▶ [Problem requirements]:
Reproduce each of the records below word for word, but leave the pictures out of your answer.

▶ [Entries shown]:
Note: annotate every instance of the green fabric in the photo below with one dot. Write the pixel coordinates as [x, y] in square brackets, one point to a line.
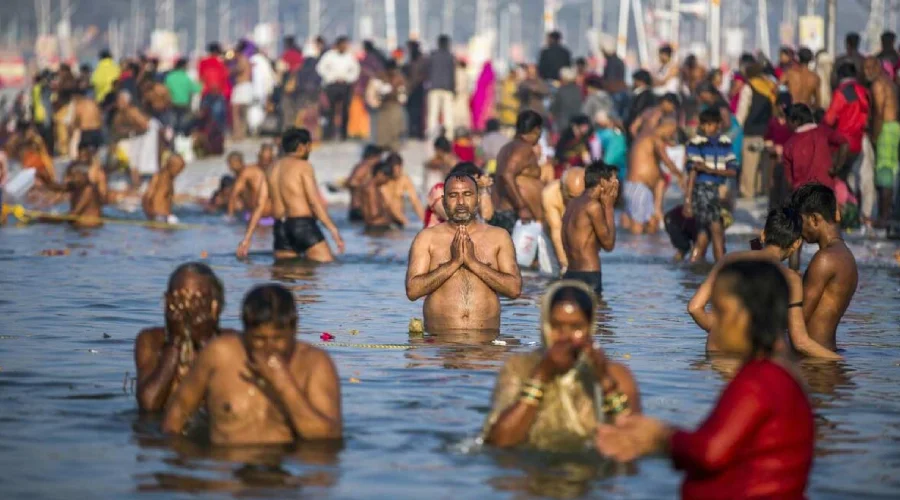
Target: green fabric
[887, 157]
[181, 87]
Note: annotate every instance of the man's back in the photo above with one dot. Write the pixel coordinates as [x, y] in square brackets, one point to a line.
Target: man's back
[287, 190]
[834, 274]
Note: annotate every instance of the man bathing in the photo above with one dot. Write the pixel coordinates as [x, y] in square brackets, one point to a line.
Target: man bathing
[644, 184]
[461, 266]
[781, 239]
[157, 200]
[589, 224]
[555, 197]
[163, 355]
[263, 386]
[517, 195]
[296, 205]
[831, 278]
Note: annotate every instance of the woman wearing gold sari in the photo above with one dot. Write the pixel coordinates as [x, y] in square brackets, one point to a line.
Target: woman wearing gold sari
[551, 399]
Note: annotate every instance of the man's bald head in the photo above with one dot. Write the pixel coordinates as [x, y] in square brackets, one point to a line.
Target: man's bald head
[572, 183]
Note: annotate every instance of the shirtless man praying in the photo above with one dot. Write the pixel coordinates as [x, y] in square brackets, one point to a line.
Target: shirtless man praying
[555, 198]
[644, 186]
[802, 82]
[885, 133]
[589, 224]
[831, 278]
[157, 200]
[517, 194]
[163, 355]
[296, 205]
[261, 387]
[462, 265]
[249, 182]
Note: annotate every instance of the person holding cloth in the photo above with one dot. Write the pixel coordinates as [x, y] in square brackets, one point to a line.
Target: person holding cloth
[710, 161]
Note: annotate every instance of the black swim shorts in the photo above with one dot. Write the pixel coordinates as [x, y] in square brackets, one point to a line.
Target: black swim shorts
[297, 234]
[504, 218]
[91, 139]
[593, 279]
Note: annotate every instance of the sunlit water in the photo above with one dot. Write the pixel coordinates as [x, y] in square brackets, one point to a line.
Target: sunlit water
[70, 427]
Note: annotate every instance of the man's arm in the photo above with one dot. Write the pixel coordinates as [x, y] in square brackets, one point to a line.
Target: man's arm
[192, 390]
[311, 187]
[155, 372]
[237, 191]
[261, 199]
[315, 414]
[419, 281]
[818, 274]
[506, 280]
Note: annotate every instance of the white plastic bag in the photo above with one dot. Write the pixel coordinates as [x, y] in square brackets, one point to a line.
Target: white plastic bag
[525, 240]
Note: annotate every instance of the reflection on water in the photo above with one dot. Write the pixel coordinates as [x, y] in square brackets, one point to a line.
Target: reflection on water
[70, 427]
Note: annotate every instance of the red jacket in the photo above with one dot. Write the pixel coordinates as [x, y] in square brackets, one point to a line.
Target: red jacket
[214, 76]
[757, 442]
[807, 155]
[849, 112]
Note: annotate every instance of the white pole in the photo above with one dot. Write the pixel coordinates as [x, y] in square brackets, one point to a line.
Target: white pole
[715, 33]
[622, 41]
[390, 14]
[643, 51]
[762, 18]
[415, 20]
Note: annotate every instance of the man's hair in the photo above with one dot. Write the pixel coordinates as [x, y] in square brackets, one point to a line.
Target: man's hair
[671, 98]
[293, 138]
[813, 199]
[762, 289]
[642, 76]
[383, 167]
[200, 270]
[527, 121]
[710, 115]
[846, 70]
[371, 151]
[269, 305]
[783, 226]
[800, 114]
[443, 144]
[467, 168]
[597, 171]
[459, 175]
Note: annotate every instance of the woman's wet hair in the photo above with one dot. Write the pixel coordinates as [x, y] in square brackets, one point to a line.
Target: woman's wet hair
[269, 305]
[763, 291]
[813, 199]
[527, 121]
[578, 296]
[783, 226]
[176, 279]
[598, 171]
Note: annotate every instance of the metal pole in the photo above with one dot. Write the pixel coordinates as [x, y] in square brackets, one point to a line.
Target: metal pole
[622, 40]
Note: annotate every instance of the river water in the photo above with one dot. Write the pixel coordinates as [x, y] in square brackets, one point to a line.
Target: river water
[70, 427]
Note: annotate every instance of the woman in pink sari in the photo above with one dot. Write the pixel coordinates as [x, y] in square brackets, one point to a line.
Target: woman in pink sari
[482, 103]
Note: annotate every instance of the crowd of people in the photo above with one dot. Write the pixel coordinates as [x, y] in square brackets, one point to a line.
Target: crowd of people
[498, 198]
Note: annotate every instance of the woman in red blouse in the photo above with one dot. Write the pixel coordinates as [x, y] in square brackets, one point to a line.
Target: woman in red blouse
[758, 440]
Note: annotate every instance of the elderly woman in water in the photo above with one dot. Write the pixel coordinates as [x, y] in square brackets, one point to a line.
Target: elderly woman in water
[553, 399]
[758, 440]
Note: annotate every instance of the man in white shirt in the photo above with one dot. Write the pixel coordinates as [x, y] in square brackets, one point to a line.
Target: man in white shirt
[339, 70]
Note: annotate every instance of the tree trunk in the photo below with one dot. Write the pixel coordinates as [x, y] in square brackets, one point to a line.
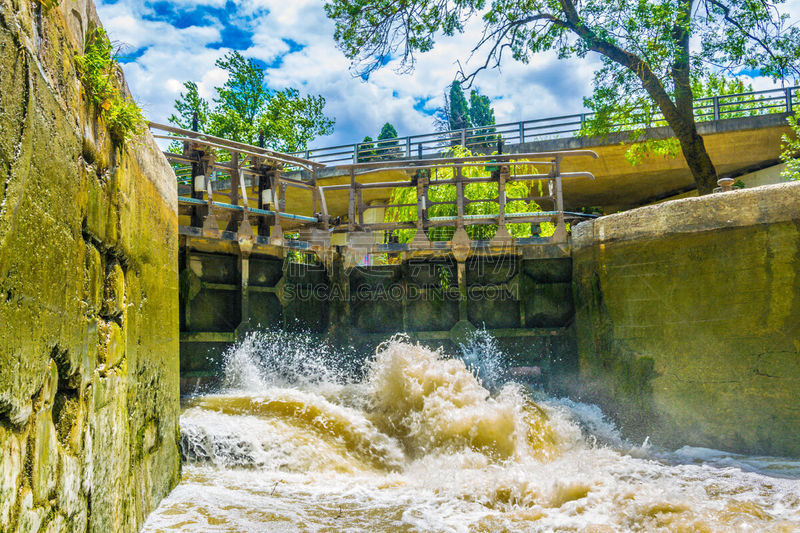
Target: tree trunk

▶ [Task solution]:
Note: annotate every instance of the green fabric in the photo below with one dot. Write the pixel coordinates as [x, y] in square brackets, one point to a line.
Target: green fabric
[887, 157]
[181, 87]
Note: annotate every instance of the man's back in the photo above with one dot. Write the pixel coordinates as [x, y] in square brackets, one point to a line.
Target: man's back
[287, 190]
[834, 274]
Note: annotate every instance of the man bathing in the photo above with one dot. Write the pixel coordinates as [x, y] in square brackets, one point to a line.
Target: man bathing
[644, 184]
[461, 266]
[781, 239]
[157, 200]
[589, 224]
[555, 197]
[163, 355]
[263, 386]
[517, 195]
[296, 205]
[831, 278]
Note: annotate every instance of the woman wearing gold sari in the photo above with one dot. Write the pixel coordinates as [x, y] in square brackets, one point to a line.
Target: woman wearing gold sari
[551, 399]
Note: annotate every instance of the man's bald head in the photo above with one dot. Write the pixel coordinates as [x, y] in square brackets, one point to a line.
Target: man's bald head
[572, 183]
Note: annotate every instance of the shirtless man praying in the photo above with one dot. Write the pixel coordinates as [x, y] in square brackets, one point to a line.
Target: shirtless man praying
[555, 198]
[644, 186]
[802, 82]
[885, 133]
[589, 224]
[831, 278]
[157, 200]
[517, 194]
[163, 355]
[296, 205]
[261, 387]
[462, 265]
[249, 182]
Note: annotate every instance of the person holding cloth in the photo above with one dot. Write the pixel coordinates as [x, y] in square brackets, one point to a line.
Target: person holding cloth
[710, 161]
Note: annotate every instance of the black swim shorts in the photo above with one dot. Write the pixel coordinates as [x, y] in square brackets, one point to a line.
Target: black swim shorts
[297, 234]
[504, 218]
[91, 139]
[593, 279]
Note: annotate every instance of the sunlit water in the photo above with one dot. Write the pixel coordinates as [x, y] in square brackets, one point to a line.
Target: sunlit water
[70, 427]
Note: annotate every instance of the man's arm in the photo above with one dot. Write the pixel coordinates as [x, y] in square brackets, one point to a line.
Target: man's arm
[192, 390]
[311, 187]
[155, 372]
[237, 191]
[261, 199]
[315, 414]
[419, 281]
[818, 274]
[506, 280]
Note: annotate every instance of the white plastic bag in the photo above with one dot. Write the pixel coordinates as [x, y] in square brackets, one point to a line.
Target: white plastic bag
[525, 240]
Note: annotate every instance of the reflection on water in the photo above with one dot. Write the pixel coordinates as [x, y] in square brackets, one point to a line.
Target: reflection on water
[70, 427]
Note: annotate every instance of the red jacket in the photo above with one dot. Write the pixel coordinates as [x, y] in square brackets, one point to a line.
Target: red jacket
[214, 76]
[757, 442]
[807, 155]
[849, 112]
Note: annotate every instance of the white pole in the photo above with one dot. Write the pixel coordinates as [x, y] in square brackets, one point to a line.
Target: white pole
[715, 33]
[622, 41]
[390, 14]
[643, 51]
[762, 18]
[415, 20]
Note: annotate every instance of the man's hair in the photo above with one dot. Write the pixel coordinates as [x, y] in square brackets, one point to a line.
Target: man's hair
[671, 98]
[293, 138]
[813, 199]
[762, 289]
[642, 76]
[383, 167]
[200, 270]
[527, 121]
[710, 115]
[846, 70]
[371, 151]
[269, 305]
[783, 226]
[800, 114]
[443, 144]
[467, 168]
[597, 171]
[459, 175]
Note: annotate every instance of the woman's wet hair in the photo above with one dot. Write the pixel coordinates as [x, y] in square brackets, one point to a line.
Target: woman's wet hair
[269, 305]
[763, 291]
[813, 199]
[527, 121]
[578, 296]
[783, 226]
[176, 279]
[598, 171]
Note: annotate every instance of the metal pole in the photo above with one dot. Write the pixel coordinates as [x, y] in square brackets, one point to a line.
Target: metal pole
[622, 40]
Note: annotate every instance of the river water in the photo above with one dot. Write the pixel coordinates as [x, y] in square brackets, one point to a line.
Target: river water
[70, 427]
Note: annotate every instance of the woman in pink sari in the photo above with one dot. Write the pixel coordinates as [x, y] in square brackets, one point to a line.
Target: woman in pink sari
[482, 103]
Note: annotate every instance of the crowd of people in the photo above with one dot. Write the pixel coordinates as [x, y] in square brackets, one point to a line.
Target: crowd of people
[498, 198]
Note: annotate every instance of the woman in red blouse in the photo above with one dot. Write the pixel coordinates as [x, y] in square brackets, one point to a line.
Target: woman in red blouse
[758, 440]
Note: annotate every instance of the elderly woman in water in the photo above with one dot. Write the pixel coordinates as [x, y] in square brackets, one point to a line.
Target: elderly woman in water
[553, 399]
[758, 440]
Note: annotate every instance of the man in white shirt in the photo above with one dot. Write the pixel coordinates as [x, y] in square brackets, one point to a line.
Target: man in white shirt
[339, 70]
Note: annotate every instance of the tree trunk in the photo below with one dot. Write the pixel coordinates as [x, y] in square brackets, one point to a line.
Target: tree trunk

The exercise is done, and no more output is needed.